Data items
——————————
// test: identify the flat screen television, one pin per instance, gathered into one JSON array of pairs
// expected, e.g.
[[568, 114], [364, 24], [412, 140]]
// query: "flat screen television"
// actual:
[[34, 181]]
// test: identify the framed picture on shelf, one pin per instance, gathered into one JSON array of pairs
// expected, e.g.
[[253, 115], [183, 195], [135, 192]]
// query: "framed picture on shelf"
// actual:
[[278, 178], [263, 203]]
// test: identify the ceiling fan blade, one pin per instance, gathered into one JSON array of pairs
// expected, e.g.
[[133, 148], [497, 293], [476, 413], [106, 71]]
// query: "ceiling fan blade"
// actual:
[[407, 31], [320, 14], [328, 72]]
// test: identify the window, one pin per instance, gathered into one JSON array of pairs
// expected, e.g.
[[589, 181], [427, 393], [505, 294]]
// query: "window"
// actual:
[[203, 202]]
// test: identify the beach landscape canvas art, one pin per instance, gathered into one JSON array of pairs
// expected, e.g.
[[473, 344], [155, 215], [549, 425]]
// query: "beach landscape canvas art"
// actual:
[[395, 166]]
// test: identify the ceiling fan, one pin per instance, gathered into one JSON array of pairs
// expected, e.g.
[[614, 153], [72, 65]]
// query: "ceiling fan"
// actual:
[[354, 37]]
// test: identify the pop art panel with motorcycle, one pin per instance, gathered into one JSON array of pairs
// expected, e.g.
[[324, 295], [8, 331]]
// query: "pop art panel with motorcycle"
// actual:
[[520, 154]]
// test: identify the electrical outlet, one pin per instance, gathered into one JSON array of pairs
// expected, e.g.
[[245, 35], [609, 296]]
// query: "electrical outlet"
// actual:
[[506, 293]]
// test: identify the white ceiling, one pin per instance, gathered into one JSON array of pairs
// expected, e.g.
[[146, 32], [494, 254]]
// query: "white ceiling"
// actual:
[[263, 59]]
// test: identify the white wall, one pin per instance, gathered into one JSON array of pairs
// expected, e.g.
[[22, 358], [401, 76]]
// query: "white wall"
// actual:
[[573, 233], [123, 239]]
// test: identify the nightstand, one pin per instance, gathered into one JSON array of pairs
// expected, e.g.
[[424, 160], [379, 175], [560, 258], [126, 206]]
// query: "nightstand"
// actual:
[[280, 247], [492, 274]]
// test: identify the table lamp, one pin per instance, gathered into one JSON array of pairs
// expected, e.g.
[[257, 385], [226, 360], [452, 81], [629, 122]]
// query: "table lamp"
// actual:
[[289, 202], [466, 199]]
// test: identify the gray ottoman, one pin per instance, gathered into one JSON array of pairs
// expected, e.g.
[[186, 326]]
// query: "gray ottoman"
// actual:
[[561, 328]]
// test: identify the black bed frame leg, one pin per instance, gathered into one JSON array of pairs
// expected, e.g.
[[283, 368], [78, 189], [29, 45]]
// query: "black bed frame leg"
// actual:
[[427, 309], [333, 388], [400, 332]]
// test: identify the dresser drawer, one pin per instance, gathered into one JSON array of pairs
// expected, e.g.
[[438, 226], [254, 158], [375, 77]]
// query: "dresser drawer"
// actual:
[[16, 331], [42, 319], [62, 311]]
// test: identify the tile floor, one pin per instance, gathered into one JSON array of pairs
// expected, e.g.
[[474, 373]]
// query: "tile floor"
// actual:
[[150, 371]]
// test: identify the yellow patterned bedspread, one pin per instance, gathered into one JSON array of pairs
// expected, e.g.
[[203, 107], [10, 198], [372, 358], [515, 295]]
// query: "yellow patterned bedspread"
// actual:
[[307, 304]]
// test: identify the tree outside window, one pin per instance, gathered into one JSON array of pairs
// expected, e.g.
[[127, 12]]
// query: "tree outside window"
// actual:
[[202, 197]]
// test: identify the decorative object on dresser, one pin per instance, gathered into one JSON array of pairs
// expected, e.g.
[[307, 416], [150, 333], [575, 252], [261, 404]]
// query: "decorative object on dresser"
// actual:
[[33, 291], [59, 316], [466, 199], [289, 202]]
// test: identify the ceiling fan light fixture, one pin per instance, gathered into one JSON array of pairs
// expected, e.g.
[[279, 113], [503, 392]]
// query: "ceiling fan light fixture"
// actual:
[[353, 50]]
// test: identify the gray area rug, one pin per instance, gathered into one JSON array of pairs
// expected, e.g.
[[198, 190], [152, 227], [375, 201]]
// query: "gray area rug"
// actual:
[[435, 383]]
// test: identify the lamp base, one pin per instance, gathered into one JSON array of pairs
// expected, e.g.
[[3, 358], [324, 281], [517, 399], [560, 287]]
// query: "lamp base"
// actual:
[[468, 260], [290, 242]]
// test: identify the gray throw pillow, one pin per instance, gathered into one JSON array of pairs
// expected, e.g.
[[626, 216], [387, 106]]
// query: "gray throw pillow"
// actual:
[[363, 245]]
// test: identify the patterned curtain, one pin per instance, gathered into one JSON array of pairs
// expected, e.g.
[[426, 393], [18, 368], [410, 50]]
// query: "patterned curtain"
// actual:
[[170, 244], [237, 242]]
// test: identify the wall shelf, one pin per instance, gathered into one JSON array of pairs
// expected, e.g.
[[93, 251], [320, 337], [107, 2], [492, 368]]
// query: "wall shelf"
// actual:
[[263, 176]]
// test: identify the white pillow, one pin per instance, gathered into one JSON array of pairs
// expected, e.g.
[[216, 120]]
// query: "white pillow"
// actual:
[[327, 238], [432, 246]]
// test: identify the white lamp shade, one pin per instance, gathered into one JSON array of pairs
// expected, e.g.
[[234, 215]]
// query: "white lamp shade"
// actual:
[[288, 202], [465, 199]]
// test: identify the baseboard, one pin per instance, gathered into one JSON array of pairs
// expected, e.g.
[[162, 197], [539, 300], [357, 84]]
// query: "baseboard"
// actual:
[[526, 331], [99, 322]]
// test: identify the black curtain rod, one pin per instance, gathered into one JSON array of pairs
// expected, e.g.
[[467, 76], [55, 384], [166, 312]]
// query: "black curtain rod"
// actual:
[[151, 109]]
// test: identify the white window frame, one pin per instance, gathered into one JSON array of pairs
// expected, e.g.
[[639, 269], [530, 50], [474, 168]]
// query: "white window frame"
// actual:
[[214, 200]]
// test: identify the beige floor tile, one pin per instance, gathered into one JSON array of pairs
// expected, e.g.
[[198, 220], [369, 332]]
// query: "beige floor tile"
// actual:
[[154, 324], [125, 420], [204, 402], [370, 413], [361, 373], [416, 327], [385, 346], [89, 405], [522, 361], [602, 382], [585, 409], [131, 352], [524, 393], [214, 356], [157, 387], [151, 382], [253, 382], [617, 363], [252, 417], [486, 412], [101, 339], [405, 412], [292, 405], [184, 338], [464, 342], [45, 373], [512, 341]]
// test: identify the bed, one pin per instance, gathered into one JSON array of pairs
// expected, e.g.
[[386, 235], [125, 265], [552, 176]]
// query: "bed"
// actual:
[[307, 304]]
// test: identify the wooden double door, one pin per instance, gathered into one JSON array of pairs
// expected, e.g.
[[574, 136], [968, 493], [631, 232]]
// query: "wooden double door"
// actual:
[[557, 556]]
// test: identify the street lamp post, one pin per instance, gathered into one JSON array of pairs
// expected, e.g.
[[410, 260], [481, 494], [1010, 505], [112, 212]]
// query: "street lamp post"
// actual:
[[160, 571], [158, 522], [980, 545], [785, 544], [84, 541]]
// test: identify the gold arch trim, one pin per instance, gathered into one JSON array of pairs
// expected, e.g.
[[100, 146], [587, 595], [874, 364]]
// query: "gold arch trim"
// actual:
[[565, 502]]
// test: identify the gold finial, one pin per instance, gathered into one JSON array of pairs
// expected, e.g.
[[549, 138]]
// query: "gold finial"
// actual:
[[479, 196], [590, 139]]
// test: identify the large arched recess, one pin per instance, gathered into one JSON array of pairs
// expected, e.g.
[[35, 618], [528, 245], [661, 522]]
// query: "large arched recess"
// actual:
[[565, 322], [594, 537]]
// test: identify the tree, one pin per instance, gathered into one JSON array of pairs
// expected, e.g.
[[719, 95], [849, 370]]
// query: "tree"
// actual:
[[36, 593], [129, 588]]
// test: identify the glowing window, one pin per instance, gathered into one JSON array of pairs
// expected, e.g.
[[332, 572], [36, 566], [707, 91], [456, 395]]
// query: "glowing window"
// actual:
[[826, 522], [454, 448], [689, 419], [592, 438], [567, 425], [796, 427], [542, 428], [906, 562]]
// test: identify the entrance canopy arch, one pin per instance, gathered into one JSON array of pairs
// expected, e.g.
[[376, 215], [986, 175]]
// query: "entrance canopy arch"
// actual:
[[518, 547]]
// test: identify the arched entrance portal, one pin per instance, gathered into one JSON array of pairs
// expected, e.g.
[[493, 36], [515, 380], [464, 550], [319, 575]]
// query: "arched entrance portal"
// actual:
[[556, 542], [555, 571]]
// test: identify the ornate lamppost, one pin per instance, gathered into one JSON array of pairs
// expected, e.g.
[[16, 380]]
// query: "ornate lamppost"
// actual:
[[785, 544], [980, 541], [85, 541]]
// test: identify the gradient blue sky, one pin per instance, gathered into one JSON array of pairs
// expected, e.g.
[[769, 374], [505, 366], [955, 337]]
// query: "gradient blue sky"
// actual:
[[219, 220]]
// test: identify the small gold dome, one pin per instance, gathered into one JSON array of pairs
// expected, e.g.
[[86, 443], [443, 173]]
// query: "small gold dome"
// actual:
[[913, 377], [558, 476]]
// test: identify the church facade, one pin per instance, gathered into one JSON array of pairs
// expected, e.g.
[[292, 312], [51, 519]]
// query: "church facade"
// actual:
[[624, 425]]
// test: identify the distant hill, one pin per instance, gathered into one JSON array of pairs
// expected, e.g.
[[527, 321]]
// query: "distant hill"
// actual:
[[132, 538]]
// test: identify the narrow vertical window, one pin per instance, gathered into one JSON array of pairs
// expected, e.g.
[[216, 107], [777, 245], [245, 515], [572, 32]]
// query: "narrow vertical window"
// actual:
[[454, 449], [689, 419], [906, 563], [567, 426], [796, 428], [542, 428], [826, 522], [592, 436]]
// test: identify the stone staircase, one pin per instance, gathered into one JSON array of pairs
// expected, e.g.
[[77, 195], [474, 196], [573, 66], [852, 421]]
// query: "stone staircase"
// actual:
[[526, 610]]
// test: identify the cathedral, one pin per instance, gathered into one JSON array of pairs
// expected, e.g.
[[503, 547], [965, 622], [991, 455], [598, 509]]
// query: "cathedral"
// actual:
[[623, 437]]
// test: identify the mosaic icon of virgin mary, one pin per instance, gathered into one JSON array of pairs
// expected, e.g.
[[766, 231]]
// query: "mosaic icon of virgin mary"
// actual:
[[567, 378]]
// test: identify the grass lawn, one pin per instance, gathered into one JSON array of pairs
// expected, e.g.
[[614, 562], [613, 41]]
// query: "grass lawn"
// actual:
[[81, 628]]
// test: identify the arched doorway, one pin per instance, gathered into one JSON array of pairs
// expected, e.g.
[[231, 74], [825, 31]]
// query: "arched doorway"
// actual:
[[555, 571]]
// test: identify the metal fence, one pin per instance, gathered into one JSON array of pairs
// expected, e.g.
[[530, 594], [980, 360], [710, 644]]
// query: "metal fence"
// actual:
——————————
* [WRITTEN PROBLEM]: Render the lines of the items as a numbered list, from the line containing "identify the stone" up to and including the last line of the items, omitting any blank lines.

* [SOLVED EXERCISE]:
1. // test: identify the stone staircase, one pin per instance, gathered into one JSON array of pairs
2. // expected, e.g.
3. [[77, 195], [474, 196], [573, 66], [852, 421]]
4. // query: "stone staircase"
5. // actual:
6. [[526, 610]]
7. // test: identify the cathedral, one pin per instance, gathered into one JSON array of pairs
8. // expected, e.g.
9. [[503, 547], [965, 622], [991, 455], [598, 509]]
10. // query: "cathedral"
11. // actual:
12. [[623, 437]]
13. // test: identify the mosaic icon of virgin mary, one pin per instance, gathered into one JSON array of pairs
14. // expected, e.g.
15. [[766, 231]]
16. // query: "mosaic icon of virgin mary"
17. // actual:
18. [[567, 378]]
19. // test: identify the grass lawn, one pin per instance, gathered into one JSON array of pairs
20. // expected, e.g.
21. [[614, 562], [613, 41]]
22. // query: "grass lawn"
23. // actual:
24. [[81, 628]]
25. // test: identify the arched doorway, one pin per instance, gathered into one JSON array of pairs
26. // expected, e.g.
27. [[231, 74], [825, 31]]
28. // query: "arched doorway"
29. // actual:
30. [[555, 571]]
31. // test: identify the metal fence, one pin per instance, gathered into one JSON array of pairs
32. // expected, e.g.
33. [[530, 594], [980, 360], [710, 644]]
34. // query: "metal fence"
35. // actual:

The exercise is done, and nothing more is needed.